TASK TO COMPLETE >> Please count the lines in the records below that contain the string "tray", treating uppercase and lowercase as different. Reply with only the number.

DATA SUPPLIED >>
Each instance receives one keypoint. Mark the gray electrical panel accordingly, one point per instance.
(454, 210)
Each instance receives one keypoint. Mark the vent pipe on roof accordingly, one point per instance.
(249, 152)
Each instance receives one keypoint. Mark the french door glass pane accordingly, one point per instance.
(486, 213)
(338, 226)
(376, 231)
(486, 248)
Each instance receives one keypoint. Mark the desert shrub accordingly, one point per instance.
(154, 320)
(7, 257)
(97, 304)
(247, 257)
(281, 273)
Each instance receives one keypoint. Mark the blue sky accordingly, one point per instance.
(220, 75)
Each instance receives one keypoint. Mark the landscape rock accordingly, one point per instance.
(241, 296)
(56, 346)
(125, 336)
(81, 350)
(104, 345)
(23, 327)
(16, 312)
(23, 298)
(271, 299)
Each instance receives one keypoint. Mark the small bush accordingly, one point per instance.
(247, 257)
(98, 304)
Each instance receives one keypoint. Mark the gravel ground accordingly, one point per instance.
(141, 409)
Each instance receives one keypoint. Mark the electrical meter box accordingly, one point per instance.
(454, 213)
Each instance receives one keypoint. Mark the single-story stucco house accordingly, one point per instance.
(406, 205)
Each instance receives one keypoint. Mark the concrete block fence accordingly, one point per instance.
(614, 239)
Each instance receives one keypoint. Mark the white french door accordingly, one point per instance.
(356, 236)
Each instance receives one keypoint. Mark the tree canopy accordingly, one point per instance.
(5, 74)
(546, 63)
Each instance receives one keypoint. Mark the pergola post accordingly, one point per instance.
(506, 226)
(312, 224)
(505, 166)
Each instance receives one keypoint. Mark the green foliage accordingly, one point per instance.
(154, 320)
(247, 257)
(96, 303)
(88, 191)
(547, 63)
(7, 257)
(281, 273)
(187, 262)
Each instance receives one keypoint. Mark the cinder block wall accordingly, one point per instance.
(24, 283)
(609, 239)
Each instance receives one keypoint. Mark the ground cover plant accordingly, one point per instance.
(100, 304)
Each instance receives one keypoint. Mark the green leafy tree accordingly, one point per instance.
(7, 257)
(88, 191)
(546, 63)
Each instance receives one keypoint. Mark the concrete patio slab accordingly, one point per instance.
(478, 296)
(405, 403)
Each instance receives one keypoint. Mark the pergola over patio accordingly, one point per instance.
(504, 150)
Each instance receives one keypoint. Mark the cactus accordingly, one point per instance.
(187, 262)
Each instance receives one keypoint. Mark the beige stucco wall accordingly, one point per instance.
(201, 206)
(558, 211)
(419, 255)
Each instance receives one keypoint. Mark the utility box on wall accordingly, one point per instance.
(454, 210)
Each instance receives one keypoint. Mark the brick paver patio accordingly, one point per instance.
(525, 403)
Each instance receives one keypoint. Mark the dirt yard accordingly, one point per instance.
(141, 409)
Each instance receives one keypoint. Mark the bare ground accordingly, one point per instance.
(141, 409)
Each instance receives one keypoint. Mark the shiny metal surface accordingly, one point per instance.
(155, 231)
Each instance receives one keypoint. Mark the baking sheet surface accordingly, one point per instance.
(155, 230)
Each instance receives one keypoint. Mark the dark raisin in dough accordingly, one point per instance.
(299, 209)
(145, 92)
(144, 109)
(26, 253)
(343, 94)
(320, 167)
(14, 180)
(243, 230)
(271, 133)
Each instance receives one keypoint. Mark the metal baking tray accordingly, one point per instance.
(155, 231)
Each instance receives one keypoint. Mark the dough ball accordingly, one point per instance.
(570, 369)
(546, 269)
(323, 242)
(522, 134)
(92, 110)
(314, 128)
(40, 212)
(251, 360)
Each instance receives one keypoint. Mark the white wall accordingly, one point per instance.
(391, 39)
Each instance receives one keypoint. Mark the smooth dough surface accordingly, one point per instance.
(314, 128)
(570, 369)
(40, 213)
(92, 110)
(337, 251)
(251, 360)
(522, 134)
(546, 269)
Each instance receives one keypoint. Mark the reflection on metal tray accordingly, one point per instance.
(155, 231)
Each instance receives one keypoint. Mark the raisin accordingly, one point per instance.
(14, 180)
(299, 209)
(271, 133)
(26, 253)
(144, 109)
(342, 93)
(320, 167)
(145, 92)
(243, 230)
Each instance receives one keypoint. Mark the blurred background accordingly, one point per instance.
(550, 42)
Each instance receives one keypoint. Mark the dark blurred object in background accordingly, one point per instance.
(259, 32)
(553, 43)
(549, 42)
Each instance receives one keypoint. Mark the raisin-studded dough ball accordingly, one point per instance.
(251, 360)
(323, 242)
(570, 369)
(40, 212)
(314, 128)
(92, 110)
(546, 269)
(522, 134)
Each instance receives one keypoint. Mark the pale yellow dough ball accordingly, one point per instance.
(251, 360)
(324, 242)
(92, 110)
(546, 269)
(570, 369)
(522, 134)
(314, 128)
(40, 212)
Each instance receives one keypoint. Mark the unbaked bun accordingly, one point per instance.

...

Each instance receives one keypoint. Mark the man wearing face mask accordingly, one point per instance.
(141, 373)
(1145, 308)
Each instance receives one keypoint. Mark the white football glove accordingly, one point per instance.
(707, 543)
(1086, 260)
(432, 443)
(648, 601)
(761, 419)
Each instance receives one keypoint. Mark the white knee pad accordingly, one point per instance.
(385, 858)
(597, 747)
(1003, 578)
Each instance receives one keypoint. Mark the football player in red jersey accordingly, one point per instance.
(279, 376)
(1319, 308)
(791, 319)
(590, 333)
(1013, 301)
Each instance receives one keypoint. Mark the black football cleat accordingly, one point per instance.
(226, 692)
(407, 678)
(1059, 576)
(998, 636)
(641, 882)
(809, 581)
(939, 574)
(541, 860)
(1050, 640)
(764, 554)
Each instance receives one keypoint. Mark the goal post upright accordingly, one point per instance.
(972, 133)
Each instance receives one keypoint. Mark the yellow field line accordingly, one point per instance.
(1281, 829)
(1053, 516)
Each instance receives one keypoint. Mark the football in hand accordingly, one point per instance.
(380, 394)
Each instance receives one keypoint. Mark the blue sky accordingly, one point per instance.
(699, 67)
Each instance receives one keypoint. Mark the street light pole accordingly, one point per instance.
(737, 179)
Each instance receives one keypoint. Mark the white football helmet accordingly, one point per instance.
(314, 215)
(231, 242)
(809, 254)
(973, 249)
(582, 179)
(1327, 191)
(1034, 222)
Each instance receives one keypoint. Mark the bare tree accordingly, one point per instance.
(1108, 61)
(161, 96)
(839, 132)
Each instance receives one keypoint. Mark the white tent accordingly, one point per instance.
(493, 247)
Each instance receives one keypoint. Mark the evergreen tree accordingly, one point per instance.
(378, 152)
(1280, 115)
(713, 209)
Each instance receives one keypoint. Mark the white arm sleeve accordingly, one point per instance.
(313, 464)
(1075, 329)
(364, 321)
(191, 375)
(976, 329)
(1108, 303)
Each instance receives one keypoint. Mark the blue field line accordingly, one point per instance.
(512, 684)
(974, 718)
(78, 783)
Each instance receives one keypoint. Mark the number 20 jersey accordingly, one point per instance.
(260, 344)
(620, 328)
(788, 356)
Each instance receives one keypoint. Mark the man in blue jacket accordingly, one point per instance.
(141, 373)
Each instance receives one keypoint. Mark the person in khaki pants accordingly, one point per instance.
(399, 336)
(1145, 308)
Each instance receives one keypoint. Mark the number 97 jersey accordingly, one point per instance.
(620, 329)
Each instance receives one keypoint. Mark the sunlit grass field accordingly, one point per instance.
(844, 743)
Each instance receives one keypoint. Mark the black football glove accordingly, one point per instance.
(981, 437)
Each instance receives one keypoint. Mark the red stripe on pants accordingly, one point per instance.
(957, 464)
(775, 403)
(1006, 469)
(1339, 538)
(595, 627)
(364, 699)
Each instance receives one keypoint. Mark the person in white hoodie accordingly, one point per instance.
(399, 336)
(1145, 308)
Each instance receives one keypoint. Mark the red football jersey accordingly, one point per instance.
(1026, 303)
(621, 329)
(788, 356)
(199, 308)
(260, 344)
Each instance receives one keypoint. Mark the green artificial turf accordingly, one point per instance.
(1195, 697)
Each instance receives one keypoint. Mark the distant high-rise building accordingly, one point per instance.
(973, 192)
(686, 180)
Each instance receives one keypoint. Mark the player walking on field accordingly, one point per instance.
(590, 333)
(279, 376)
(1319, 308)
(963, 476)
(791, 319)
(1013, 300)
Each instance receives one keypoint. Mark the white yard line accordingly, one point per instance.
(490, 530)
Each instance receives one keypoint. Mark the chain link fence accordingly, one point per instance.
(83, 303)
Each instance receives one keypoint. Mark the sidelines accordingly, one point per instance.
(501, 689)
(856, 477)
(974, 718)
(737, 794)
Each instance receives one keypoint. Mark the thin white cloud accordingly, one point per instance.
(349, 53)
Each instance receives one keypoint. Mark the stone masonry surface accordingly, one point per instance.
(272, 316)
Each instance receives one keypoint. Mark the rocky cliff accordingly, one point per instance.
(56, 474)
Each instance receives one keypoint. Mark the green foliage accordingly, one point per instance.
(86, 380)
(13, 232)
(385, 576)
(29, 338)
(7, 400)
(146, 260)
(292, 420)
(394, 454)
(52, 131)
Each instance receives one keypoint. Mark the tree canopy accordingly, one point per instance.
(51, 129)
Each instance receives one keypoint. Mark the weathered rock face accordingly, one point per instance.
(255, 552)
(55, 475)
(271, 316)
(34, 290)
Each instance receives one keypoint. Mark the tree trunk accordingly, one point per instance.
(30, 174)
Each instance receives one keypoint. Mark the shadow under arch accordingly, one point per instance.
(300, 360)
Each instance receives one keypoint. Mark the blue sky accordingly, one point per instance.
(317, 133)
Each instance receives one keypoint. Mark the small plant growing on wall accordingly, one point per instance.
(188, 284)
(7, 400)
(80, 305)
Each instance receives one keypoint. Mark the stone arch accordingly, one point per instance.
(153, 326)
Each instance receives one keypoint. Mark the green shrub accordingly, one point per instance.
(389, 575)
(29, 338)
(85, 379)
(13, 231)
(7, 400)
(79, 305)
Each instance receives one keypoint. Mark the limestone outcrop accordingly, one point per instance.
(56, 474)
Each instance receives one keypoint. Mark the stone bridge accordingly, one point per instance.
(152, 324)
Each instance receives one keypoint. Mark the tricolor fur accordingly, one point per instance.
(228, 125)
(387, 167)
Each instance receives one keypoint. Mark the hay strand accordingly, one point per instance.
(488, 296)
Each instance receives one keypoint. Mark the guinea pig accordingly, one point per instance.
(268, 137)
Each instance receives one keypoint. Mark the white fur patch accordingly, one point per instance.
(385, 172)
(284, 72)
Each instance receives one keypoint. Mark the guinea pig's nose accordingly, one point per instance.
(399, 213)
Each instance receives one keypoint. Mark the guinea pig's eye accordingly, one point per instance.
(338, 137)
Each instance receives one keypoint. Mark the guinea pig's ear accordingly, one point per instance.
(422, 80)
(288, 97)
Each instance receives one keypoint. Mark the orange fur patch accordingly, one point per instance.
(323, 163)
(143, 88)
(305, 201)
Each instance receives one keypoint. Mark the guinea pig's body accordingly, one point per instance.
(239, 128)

WRITTEN SOLUTION >> 2